▶ [The task]:
Every line of the material is to be set down again without any change.

⁂

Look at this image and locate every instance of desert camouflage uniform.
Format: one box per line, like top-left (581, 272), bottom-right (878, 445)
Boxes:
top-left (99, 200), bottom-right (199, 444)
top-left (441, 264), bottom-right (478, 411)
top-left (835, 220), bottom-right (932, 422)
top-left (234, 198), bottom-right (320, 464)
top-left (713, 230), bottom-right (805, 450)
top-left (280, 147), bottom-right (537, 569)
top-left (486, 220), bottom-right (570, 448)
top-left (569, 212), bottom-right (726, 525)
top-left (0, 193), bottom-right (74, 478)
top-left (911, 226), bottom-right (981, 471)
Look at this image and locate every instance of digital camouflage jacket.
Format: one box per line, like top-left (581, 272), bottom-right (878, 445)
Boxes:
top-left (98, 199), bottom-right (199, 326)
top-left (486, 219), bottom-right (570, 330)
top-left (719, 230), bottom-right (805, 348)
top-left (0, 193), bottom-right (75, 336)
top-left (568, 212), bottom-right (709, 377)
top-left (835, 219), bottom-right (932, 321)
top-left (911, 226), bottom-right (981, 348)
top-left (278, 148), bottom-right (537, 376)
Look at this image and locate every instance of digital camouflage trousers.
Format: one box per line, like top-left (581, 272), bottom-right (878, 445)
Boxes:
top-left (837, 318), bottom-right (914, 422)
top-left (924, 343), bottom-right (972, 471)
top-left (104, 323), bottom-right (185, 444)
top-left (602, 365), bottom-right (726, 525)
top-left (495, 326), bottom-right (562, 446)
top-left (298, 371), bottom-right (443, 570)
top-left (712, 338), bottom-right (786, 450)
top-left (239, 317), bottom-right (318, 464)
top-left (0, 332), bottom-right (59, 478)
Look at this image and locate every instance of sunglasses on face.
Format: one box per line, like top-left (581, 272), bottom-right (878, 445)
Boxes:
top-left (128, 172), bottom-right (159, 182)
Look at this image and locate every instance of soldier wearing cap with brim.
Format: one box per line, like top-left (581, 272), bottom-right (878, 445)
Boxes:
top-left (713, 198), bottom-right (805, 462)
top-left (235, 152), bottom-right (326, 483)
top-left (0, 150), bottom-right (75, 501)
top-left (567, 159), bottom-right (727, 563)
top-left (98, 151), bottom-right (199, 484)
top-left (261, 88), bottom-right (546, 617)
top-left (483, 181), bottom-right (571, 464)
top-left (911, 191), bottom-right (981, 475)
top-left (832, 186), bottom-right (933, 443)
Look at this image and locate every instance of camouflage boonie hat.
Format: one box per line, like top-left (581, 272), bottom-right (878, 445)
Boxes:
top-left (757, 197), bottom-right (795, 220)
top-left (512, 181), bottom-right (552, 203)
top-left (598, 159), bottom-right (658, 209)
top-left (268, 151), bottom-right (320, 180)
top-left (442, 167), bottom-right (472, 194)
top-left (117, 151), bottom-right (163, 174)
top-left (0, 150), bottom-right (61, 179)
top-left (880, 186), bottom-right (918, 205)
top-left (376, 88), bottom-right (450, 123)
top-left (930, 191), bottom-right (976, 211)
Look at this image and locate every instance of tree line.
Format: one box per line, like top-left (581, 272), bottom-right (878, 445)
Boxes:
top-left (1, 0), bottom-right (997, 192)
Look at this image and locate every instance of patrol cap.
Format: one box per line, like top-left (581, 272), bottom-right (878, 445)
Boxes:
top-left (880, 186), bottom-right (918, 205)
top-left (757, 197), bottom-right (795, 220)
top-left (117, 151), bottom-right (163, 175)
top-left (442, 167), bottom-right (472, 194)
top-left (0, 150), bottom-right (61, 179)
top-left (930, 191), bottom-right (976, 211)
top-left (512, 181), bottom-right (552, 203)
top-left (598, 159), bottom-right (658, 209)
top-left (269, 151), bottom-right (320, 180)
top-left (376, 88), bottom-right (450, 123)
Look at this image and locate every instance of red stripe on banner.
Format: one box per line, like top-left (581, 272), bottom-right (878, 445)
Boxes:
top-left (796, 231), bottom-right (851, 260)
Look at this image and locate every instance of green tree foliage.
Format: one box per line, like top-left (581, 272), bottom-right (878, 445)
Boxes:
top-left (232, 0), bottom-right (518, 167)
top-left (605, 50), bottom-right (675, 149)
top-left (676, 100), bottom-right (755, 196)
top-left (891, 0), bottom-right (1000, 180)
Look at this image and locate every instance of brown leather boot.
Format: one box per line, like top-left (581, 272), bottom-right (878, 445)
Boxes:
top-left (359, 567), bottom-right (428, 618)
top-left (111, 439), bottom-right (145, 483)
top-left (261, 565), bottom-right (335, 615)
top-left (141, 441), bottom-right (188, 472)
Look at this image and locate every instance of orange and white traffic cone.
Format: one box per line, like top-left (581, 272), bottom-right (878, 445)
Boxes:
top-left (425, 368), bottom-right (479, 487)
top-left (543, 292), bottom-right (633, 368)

⁂

▶ [Answer section]:
Look at this image and locate every instance of desert camouflage uniform.
Format: one box per line, like top-left (581, 272), bottom-right (878, 445)
Boxes:
top-left (99, 200), bottom-right (199, 444)
top-left (441, 264), bottom-right (478, 411)
top-left (835, 220), bottom-right (932, 422)
top-left (234, 198), bottom-right (320, 464)
top-left (713, 230), bottom-right (805, 450)
top-left (280, 147), bottom-right (537, 569)
top-left (486, 220), bottom-right (570, 448)
top-left (569, 212), bottom-right (726, 525)
top-left (0, 193), bottom-right (74, 478)
top-left (911, 226), bottom-right (981, 471)
Look at this image and locate every instance of digital camouflage jacket.
Format: one box per line, like top-left (581, 272), bottom-right (878, 445)
Boxes:
top-left (98, 199), bottom-right (199, 326)
top-left (486, 219), bottom-right (570, 330)
top-left (719, 230), bottom-right (805, 348)
top-left (0, 193), bottom-right (75, 336)
top-left (568, 212), bottom-right (709, 377)
top-left (835, 219), bottom-right (932, 321)
top-left (911, 226), bottom-right (981, 348)
top-left (278, 148), bottom-right (537, 376)
Look at this image and locate every instance of digital camouflage trousers.
Format: one box per line, like top-left (581, 272), bottom-right (878, 445)
Boxes:
top-left (837, 318), bottom-right (914, 422)
top-left (924, 343), bottom-right (972, 471)
top-left (104, 323), bottom-right (185, 444)
top-left (602, 365), bottom-right (726, 525)
top-left (495, 326), bottom-right (562, 446)
top-left (298, 371), bottom-right (443, 570)
top-left (712, 338), bottom-right (786, 450)
top-left (239, 317), bottom-right (318, 464)
top-left (0, 332), bottom-right (59, 478)
Look at this image and locate every instance of sunglasses on face.
Format: one box per line, like top-left (581, 272), bottom-right (878, 445)
Boxes:
top-left (128, 172), bottom-right (159, 182)
Look at this image and locate every instance of soldier wearing cap with brim.
Format: one box per line, like top-left (581, 272), bottom-right (878, 445)
Boxes:
top-left (713, 198), bottom-right (805, 462)
top-left (235, 152), bottom-right (326, 483)
top-left (0, 150), bottom-right (75, 501)
top-left (567, 159), bottom-right (727, 563)
top-left (98, 151), bottom-right (199, 484)
top-left (261, 88), bottom-right (546, 617)
top-left (483, 181), bottom-right (571, 464)
top-left (911, 191), bottom-right (981, 475)
top-left (832, 186), bottom-right (933, 443)
Look at this image and locate every instance of camouflage boonie hat.
Format: one box per line, like top-left (581, 272), bottom-right (878, 445)
Boxes:
top-left (757, 197), bottom-right (795, 220)
top-left (512, 181), bottom-right (552, 203)
top-left (598, 159), bottom-right (658, 209)
top-left (268, 151), bottom-right (320, 180)
top-left (442, 167), bottom-right (472, 194)
top-left (117, 151), bottom-right (163, 174)
top-left (0, 150), bottom-right (61, 179)
top-left (880, 186), bottom-right (918, 205)
top-left (376, 88), bottom-right (450, 123)
top-left (930, 191), bottom-right (976, 211)
Look at this image and locate every instance of tree line.
Format: one box per line, like top-left (581, 272), bottom-right (878, 445)
Boxes:
top-left (1, 0), bottom-right (997, 192)
Look at this image and locate every instance of patrol cap.
Format: one box per line, like top-left (581, 272), bottom-right (878, 445)
Boxes:
top-left (880, 186), bottom-right (918, 205)
top-left (757, 197), bottom-right (795, 220)
top-left (117, 151), bottom-right (163, 175)
top-left (442, 167), bottom-right (472, 194)
top-left (0, 150), bottom-right (61, 179)
top-left (930, 191), bottom-right (976, 211)
top-left (512, 181), bottom-right (552, 203)
top-left (598, 159), bottom-right (658, 209)
top-left (269, 151), bottom-right (320, 180)
top-left (376, 88), bottom-right (450, 123)
Look at this image and locate every instance of red stripe on banner.
Format: one box per line, like top-left (581, 272), bottom-right (878, 445)
Boxes:
top-left (796, 231), bottom-right (851, 260)
Look at this image and locate every instance of green tree foliage.
Format: one box per line, like top-left (581, 272), bottom-right (878, 445)
Boxes:
top-left (232, 0), bottom-right (518, 167)
top-left (605, 50), bottom-right (675, 149)
top-left (676, 100), bottom-right (755, 196)
top-left (891, 0), bottom-right (1000, 180)
Look at this image and locate every instance of brown leather boot.
Format: one box per line, like top-left (581, 272), bottom-right (878, 445)
Boxes:
top-left (359, 567), bottom-right (428, 618)
top-left (111, 439), bottom-right (145, 483)
top-left (261, 565), bottom-right (335, 615)
top-left (141, 441), bottom-right (188, 472)
Look at this image and locate every instance of orange and white traffic cone.
Format: one box per line, like top-left (581, 272), bottom-right (878, 445)
Boxes:
top-left (425, 368), bottom-right (479, 487)
top-left (543, 292), bottom-right (633, 368)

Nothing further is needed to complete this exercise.